#### Source data ####

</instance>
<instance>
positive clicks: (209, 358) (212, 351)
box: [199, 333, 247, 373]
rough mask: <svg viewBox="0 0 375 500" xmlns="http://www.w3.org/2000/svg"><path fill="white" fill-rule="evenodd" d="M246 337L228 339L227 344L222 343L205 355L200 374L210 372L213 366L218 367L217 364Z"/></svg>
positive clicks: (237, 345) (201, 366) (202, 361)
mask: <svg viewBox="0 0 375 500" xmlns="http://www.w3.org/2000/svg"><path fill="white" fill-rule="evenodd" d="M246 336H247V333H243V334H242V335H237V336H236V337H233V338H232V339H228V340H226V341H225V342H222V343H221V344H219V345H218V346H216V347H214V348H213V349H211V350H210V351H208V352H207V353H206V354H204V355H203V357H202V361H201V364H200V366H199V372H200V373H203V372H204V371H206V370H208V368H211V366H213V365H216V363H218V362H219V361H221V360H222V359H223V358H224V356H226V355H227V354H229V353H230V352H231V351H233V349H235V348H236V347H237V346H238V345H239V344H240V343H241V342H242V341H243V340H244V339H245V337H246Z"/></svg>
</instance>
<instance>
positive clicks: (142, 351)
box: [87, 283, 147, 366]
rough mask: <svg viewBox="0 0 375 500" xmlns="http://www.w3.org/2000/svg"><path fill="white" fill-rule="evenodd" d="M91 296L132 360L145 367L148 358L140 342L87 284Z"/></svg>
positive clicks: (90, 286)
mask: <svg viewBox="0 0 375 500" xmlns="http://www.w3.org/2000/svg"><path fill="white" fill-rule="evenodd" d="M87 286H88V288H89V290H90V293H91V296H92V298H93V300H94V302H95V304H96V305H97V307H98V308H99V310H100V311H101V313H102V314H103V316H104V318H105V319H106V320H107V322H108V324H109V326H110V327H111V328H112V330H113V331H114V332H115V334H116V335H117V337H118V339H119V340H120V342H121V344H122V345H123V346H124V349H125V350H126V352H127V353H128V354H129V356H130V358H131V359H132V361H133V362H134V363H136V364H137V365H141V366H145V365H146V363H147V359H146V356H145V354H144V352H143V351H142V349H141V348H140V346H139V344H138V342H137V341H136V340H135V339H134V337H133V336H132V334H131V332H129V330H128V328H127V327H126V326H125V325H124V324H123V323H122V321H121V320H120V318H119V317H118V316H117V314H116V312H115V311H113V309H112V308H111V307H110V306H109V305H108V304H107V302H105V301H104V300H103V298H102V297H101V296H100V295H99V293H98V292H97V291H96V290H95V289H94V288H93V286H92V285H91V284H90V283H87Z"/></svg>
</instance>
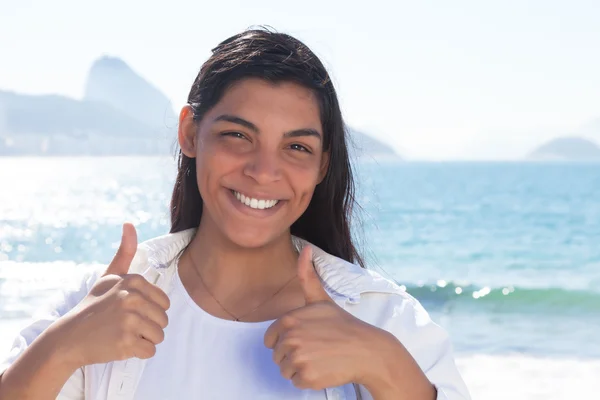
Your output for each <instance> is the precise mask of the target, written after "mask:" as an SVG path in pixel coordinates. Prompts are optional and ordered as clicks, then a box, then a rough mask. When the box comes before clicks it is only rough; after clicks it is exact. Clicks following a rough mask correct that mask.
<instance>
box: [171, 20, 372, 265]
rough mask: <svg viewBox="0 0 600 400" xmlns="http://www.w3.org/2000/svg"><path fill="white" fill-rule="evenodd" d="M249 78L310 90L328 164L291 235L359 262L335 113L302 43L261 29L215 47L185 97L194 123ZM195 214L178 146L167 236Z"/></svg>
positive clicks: (190, 167) (288, 37)
mask: <svg viewBox="0 0 600 400" xmlns="http://www.w3.org/2000/svg"><path fill="white" fill-rule="evenodd" d="M250 77H255V78H256V77H257V78H261V79H264V80H266V81H269V82H273V83H277V82H282V81H291V82H295V83H298V84H301V85H303V86H304V87H306V88H308V89H311V90H312V91H313V92H314V93H315V94H316V97H317V99H318V102H319V106H320V114H321V123H322V126H323V133H324V140H323V151H327V152H329V167H328V170H327V173H326V175H325V178H324V179H323V181H322V182H321V183H320V184H318V185H317V187H316V188H315V191H314V194H313V197H312V199H311V201H310V204H309V205H308V208H307V209H306V211H305V212H304V214H302V216H301V217H300V218H299V219H298V220H297V221H296V222H294V223H293V224H292V226H291V233H292V234H293V235H295V236H298V237H300V238H302V239H305V240H307V241H309V242H311V243H313V244H314V245H315V246H318V247H320V248H321V249H323V250H325V251H326V252H328V253H330V254H333V255H334V256H337V257H340V258H342V259H344V260H346V261H349V262H353V263H357V264H359V265H360V266H362V267H364V261H363V259H362V257H361V256H360V254H358V251H357V248H356V246H355V245H354V242H353V239H352V234H351V229H350V221H351V219H352V212H353V209H354V207H355V205H356V201H355V195H354V190H355V189H354V179H353V175H352V166H351V164H350V159H349V155H348V147H347V139H346V129H345V126H344V121H343V119H342V113H341V111H340V106H339V103H338V99H337V95H336V92H335V89H334V87H333V83H332V82H331V79H330V78H329V75H328V73H327V71H326V70H325V67H324V66H323V64H322V63H321V61H320V60H319V59H318V58H317V56H316V55H315V54H314V53H313V52H312V51H311V50H310V49H309V48H308V47H307V46H306V45H305V44H303V43H302V42H300V41H299V40H297V39H295V38H293V37H292V36H290V35H287V34H283V33H277V32H273V31H270V30H267V29H253V30H247V31H245V32H242V33H240V34H237V35H235V36H232V37H230V38H229V39H227V40H225V41H224V42H222V43H221V44H219V45H218V46H217V47H216V48H214V49H213V50H212V56H211V57H210V58H209V59H208V60H207V61H206V62H205V63H204V65H203V66H202V68H201V69H200V72H199V73H198V76H197V77H196V80H195V81H194V84H193V85H192V89H191V90H190V94H189V96H188V104H190V106H191V107H192V109H193V113H194V121H196V122H198V121H200V120H201V119H202V117H203V116H204V115H205V114H206V112H207V111H208V110H210V109H211V108H212V107H213V106H215V104H217V102H218V101H219V100H220V99H221V97H222V96H223V94H224V92H225V91H226V90H227V89H228V88H229V87H230V86H231V85H232V84H233V83H235V82H237V81H239V80H241V79H244V78H250ZM201 217H202V198H201V197H200V191H199V190H198V183H197V181H196V160H195V159H194V158H189V157H187V156H185V155H184V154H183V153H182V152H181V151H179V160H178V172H177V179H176V181H175V187H174V188H173V195H172V197H171V233H174V232H179V231H182V230H185V229H188V228H196V227H198V226H199V224H200V218H201Z"/></svg>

####

** Exercise requirements **
Turn the lines from the start of the rows up to and including the line with "box: [87, 283, 147, 366]" into a Markdown table with the columns No. and Line. Number each line and leave out any blank ones.

** Answer to this task **
| No. | Line |
|---|---|
| 1 | </instance> |
| 2 | <instance> |
| 3 | positive clicks: (209, 358) (212, 351) |
| 4 | box: [199, 333, 247, 373] |
| 5 | rough mask: <svg viewBox="0 0 375 500" xmlns="http://www.w3.org/2000/svg"><path fill="white" fill-rule="evenodd" d="M246 337L228 339L227 344L222 343L205 355L200 374L210 372L213 366L218 367L217 364Z"/></svg> |
| 6 | positive clicks: (237, 345) (201, 366) (202, 361) |
| 7 | mask: <svg viewBox="0 0 375 500" xmlns="http://www.w3.org/2000/svg"><path fill="white" fill-rule="evenodd" d="M246 336H247V333H243V334H242V335H237V336H236V337H233V338H232V339H228V340H226V341H225V342H222V343H221V344H219V345H218V346H216V347H214V348H213V349H211V350H210V351H208V352H207V353H206V354H204V355H203V357H202V361H201V364H200V366H199V372H200V373H203V372H204V371H206V370H208V368H211V366H213V365H216V363H218V362H219V361H221V360H222V359H223V358H224V356H226V355H227V354H229V353H230V352H231V351H233V349H235V348H236V347H237V346H238V345H239V344H240V343H241V342H242V341H243V340H244V339H245V337H246Z"/></svg> |
| 8 | </instance> |
| 9 | <instance> |
| 10 | positive clicks: (142, 351) |
| 11 | box: [87, 283, 147, 366] |